**WHAT TO WORK ON:** Return each entry exactly, with none missing.

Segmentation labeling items
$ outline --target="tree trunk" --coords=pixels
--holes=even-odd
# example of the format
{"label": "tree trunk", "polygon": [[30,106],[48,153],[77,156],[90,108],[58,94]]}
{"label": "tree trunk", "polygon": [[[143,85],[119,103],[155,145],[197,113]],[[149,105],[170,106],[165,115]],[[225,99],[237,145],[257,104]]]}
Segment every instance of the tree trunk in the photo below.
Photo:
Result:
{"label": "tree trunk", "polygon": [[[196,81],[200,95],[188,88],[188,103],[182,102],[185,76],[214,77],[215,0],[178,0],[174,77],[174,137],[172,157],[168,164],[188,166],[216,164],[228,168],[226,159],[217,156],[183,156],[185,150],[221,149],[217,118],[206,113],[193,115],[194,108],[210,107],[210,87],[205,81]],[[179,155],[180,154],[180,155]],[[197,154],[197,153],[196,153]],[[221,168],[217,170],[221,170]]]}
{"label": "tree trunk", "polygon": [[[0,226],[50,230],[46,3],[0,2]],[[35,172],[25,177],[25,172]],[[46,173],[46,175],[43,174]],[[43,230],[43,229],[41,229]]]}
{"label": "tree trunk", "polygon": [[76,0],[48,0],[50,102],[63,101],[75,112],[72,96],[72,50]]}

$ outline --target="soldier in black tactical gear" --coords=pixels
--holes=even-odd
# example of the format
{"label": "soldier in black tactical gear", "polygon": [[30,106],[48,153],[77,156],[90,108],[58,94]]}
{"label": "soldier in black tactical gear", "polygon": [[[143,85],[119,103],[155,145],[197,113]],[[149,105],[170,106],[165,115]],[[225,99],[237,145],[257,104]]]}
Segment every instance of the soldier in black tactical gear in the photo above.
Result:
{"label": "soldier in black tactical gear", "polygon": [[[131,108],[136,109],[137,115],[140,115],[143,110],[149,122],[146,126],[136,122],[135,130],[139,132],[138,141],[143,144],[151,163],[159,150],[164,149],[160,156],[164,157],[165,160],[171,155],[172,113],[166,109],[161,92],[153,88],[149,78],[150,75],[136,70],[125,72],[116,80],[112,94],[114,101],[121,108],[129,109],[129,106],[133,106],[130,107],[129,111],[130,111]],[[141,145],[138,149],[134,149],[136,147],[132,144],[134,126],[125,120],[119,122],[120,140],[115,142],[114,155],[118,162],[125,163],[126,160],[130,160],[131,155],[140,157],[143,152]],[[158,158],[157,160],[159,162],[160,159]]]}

**TASK SOLUTION:**
$ outline --target="tree trunk" --coords=pixels
--holes=even-odd
# example of the format
{"label": "tree trunk", "polygon": [[30,106],[48,153],[77,156],[90,108],[58,94]]}
{"label": "tree trunk", "polygon": [[[143,85],[119,103],[155,145],[197,113]],[[149,105],[170,106],[165,115]],[[225,99],[237,145],[257,104]]]}
Segment every instance of the tree trunk in the photo below.
Photo:
Result:
{"label": "tree trunk", "polygon": [[[196,81],[200,95],[188,88],[188,103],[182,102],[185,76],[214,77],[215,0],[178,0],[174,77],[174,137],[172,157],[168,164],[188,166],[216,164],[228,168],[226,159],[217,156],[183,156],[185,150],[221,149],[217,118],[206,113],[193,115],[194,108],[210,107],[210,87],[205,81]],[[179,155],[180,154],[180,155]],[[197,154],[197,153],[196,153]],[[221,168],[217,170],[221,170]]]}
{"label": "tree trunk", "polygon": [[[0,226],[50,230],[46,3],[0,2]],[[35,172],[25,177],[25,172]],[[46,173],[46,175],[43,174]],[[43,230],[43,229],[41,229]]]}
{"label": "tree trunk", "polygon": [[76,0],[48,0],[50,102],[63,101],[75,112],[72,96],[72,50]]}

$ outline --target="soldier in black tactical gear" --coords=pixels
--holes=even-odd
# example of the format
{"label": "soldier in black tactical gear", "polygon": [[30,106],[48,153],[77,156],[90,108],[58,94]]}
{"label": "soldier in black tactical gear", "polygon": [[[143,85],[119,103],[155,145],[197,113]],[[149,105],[170,106],[165,115]],[[225,99],[237,145],[257,104]]]}
Segment every instance of the soldier in black tactical gear in the photo above.
Result:
{"label": "soldier in black tactical gear", "polygon": [[[131,108],[136,109],[137,115],[140,115],[143,110],[149,122],[146,126],[136,122],[135,130],[139,132],[138,141],[143,144],[151,163],[159,150],[164,149],[160,156],[164,157],[165,160],[171,155],[172,113],[166,109],[161,92],[153,88],[149,78],[150,75],[136,70],[125,72],[116,80],[112,94],[114,101],[121,108],[129,109],[129,106],[133,106],[130,107],[129,111],[130,111]],[[141,145],[138,149],[134,149],[136,147],[132,144],[134,126],[125,120],[119,122],[120,140],[115,142],[114,155],[118,162],[125,163],[126,160],[130,160],[131,155],[140,157],[143,152]],[[158,158],[157,160],[159,162],[160,159]]]}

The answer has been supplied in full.